Data for analysis:

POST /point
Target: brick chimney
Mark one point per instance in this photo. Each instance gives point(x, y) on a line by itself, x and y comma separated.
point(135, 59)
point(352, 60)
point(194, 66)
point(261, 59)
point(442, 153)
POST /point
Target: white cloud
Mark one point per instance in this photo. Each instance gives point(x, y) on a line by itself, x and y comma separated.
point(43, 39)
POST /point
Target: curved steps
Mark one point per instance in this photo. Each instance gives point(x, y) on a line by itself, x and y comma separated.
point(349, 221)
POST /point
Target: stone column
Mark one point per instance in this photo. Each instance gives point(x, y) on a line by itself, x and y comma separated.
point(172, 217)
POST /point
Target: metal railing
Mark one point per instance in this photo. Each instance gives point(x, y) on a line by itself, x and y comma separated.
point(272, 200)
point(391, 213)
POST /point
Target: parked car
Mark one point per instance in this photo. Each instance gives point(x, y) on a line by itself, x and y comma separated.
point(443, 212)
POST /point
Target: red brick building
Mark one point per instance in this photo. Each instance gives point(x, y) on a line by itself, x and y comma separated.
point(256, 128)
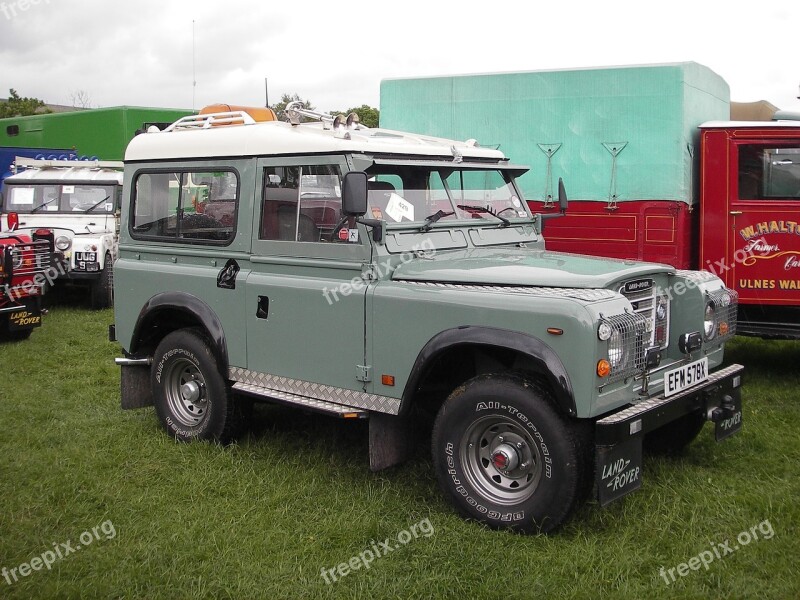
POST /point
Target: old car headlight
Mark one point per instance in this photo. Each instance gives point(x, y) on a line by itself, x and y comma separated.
point(604, 331)
point(616, 349)
point(63, 242)
point(709, 321)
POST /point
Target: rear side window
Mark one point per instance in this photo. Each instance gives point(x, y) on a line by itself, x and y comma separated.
point(185, 206)
point(769, 173)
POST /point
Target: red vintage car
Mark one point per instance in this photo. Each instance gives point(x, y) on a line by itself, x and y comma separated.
point(24, 271)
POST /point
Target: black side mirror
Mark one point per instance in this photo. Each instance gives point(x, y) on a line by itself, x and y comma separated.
point(354, 194)
point(562, 205)
point(563, 201)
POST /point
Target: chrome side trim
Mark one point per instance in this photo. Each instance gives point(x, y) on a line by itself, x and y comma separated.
point(267, 385)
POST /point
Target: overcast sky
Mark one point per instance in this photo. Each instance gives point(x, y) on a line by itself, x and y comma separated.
point(336, 53)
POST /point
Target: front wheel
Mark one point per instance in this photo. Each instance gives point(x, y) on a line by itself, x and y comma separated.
point(504, 456)
point(192, 399)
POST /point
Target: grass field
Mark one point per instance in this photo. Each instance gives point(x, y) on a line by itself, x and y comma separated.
point(264, 517)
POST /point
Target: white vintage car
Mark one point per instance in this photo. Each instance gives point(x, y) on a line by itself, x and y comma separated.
point(79, 202)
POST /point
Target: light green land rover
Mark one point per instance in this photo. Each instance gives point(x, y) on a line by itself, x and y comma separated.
point(368, 273)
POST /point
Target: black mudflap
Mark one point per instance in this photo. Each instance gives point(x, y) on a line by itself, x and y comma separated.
point(618, 469)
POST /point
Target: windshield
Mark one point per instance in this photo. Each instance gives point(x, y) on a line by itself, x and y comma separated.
point(403, 194)
point(54, 198)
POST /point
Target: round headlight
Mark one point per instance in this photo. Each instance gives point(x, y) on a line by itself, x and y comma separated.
point(616, 349)
point(709, 321)
point(63, 242)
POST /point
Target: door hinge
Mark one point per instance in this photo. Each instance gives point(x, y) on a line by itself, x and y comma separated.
point(364, 373)
point(369, 272)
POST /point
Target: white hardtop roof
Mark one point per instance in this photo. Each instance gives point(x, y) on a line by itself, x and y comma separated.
point(273, 138)
point(750, 124)
point(67, 175)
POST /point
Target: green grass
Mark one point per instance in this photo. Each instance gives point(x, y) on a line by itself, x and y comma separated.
point(262, 518)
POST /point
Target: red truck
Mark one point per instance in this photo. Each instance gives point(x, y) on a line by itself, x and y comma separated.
point(745, 227)
point(24, 268)
point(654, 167)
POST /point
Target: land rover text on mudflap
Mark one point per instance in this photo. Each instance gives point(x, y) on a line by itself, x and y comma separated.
point(24, 261)
point(79, 201)
point(368, 273)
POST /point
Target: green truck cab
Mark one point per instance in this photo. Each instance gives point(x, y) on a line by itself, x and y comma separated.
point(368, 273)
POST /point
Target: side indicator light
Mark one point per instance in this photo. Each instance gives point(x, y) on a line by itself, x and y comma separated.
point(603, 368)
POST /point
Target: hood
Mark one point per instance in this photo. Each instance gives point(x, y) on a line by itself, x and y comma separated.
point(523, 267)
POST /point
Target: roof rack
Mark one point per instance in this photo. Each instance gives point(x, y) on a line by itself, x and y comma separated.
point(192, 122)
point(23, 161)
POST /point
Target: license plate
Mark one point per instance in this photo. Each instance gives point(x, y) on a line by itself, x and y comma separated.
point(24, 319)
point(685, 377)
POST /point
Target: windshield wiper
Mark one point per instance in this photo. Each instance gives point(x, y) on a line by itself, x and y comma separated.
point(486, 210)
point(96, 204)
point(429, 221)
point(43, 204)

The task: Set down exactly the lines above that run from the start of the listing to the line with "Target: stone column". Leave out every later line.

Exercise output:
POST /point
Target: brick chimney
Mark one point per instance in this photo. Each instance gives point(x, y) on a line by itself, x and y comma separated.
point(135, 59)
point(352, 60)
point(194, 66)
point(261, 59)
point(442, 153)
POST /point
Target: white cloud
Mark one point per instance in this photo. Each instance gives point(x, y) on a line by itself, x and y comma separated.
point(43, 39)
POST /point
Target: curved steps
Mark one point per instance in this photo. Each instance gives point(x, y) on a line by itself, x and y comma separated.
point(349, 221)
POST /point
Target: stone column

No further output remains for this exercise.